* _Problem requirements_: Tally the lines in the listing below that contain the word "every". Reply with the number alone.

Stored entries
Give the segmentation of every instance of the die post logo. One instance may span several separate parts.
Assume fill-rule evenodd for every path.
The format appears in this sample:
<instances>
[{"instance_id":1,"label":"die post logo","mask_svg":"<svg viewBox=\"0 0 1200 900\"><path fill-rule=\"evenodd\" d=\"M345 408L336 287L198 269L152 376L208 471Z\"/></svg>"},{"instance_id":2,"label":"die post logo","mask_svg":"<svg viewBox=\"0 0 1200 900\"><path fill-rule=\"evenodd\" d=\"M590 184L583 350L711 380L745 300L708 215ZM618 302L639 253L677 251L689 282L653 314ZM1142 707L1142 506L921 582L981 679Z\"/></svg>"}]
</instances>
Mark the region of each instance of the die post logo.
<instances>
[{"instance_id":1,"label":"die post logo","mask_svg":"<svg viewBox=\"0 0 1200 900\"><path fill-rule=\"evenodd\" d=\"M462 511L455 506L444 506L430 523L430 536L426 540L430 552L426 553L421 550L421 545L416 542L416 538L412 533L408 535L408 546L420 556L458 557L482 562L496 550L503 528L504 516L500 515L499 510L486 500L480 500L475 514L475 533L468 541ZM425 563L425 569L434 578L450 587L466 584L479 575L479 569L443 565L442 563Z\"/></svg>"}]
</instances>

* _Task solution_: 2